DIRECTIVES
[a] In the passage on voting pills, what does the writer suggest a board use instead of a voting pill against "wolf pack" activists?
[b] Gather every line of the rows that contains the word "napkin".

The voting pill is the suggested tonic for this ailment. Problem is, regulators don't like the way a voting pill affects the voting rights of shareholders, and lawyers I've spoken with take a dim view of its prospects.

So, if not a voting pill, what can a board do to stop "wolf pack" activists? With apologies to my Irish colleague Niall McGee who may associate such "modest proposals" with satirical plans to eat his fellow nationals, I would like to offer a suggestion that's both more modest and more sure to withstand regulatory and judicial scrutiny than a voting pill: a bylaw amendment.

Before describing how such an amendment would protect boards and shareholders against "wolf pack" activists, it's worth thinking about what exactly a voting pill does. I've discussed the voting pill before, but, in essence, it's a shareholder rights plan with an expanded definition of "beneficial ownership" that prevents shareholders from collecting shares, or agreeing, to vote against the current board by significantly diluting that shareholder's or group's ownership interest.

AVAILABLE DATA
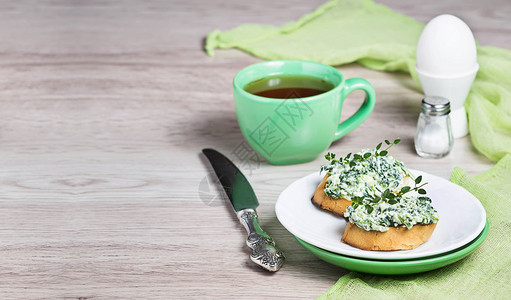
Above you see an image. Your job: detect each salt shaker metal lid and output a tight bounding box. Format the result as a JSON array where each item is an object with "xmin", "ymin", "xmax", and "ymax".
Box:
[{"xmin": 421, "ymin": 96, "xmax": 451, "ymax": 116}]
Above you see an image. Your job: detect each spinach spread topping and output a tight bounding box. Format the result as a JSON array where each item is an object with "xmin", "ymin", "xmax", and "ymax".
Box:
[
  {"xmin": 321, "ymin": 139, "xmax": 411, "ymax": 200},
  {"xmin": 344, "ymin": 196, "xmax": 438, "ymax": 232}
]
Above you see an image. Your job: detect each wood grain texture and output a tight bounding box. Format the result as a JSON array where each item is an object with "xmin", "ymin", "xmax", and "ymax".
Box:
[{"xmin": 0, "ymin": 0, "xmax": 511, "ymax": 299}]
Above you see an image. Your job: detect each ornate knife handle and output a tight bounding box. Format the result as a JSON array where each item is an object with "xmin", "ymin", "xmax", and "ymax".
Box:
[{"xmin": 237, "ymin": 209, "xmax": 285, "ymax": 272}]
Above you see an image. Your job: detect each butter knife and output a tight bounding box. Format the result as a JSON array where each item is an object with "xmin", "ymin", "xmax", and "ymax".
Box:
[{"xmin": 202, "ymin": 149, "xmax": 285, "ymax": 272}]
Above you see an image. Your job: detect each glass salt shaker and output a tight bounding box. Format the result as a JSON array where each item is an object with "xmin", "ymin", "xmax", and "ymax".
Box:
[{"xmin": 415, "ymin": 96, "xmax": 453, "ymax": 158}]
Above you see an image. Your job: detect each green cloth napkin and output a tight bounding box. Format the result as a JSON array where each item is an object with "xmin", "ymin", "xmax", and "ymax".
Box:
[{"xmin": 205, "ymin": 0, "xmax": 511, "ymax": 299}]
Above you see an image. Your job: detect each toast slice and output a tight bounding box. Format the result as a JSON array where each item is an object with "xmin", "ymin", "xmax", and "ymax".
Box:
[{"xmin": 341, "ymin": 222, "xmax": 437, "ymax": 251}]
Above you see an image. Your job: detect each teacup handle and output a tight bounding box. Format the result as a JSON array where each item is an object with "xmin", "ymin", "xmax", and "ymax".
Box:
[{"xmin": 334, "ymin": 78, "xmax": 375, "ymax": 141}]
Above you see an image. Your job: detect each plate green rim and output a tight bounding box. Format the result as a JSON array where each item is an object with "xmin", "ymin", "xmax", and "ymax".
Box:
[{"xmin": 295, "ymin": 219, "xmax": 490, "ymax": 275}]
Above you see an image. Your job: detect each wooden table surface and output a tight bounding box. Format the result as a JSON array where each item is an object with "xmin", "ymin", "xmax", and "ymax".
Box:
[{"xmin": 0, "ymin": 0, "xmax": 511, "ymax": 299}]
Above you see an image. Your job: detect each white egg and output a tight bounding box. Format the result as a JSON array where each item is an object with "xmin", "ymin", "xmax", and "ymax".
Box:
[{"xmin": 416, "ymin": 15, "xmax": 478, "ymax": 76}]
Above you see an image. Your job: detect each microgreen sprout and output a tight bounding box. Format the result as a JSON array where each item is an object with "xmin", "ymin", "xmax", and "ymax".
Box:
[{"xmin": 321, "ymin": 138, "xmax": 401, "ymax": 171}]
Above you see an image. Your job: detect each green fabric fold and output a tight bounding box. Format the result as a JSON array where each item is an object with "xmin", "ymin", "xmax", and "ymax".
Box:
[{"xmin": 205, "ymin": 0, "xmax": 511, "ymax": 299}]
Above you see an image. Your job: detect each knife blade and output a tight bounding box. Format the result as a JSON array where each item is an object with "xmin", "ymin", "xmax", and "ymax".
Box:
[{"xmin": 202, "ymin": 149, "xmax": 285, "ymax": 272}]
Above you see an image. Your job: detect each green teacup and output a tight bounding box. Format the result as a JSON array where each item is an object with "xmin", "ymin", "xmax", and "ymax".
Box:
[{"xmin": 233, "ymin": 60, "xmax": 375, "ymax": 165}]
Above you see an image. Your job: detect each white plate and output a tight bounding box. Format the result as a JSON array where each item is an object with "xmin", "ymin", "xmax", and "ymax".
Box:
[{"xmin": 275, "ymin": 170, "xmax": 486, "ymax": 260}]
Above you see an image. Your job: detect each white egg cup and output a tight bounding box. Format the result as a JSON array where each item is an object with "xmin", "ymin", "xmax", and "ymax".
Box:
[{"xmin": 415, "ymin": 64, "xmax": 479, "ymax": 138}]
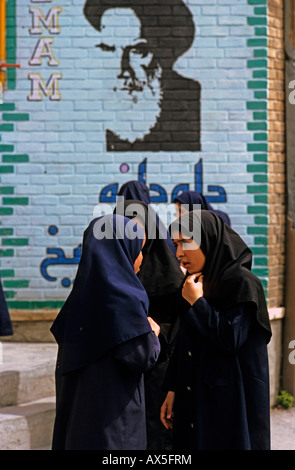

REPLIES
[a] A bylaw amendment.

[b]
Above you see an image. Your job: detect each green cloth napkin and output a tight bounding box. Format the result as a JSON array where each item is an object with "xmin", "ymin", "xmax", and "ymax".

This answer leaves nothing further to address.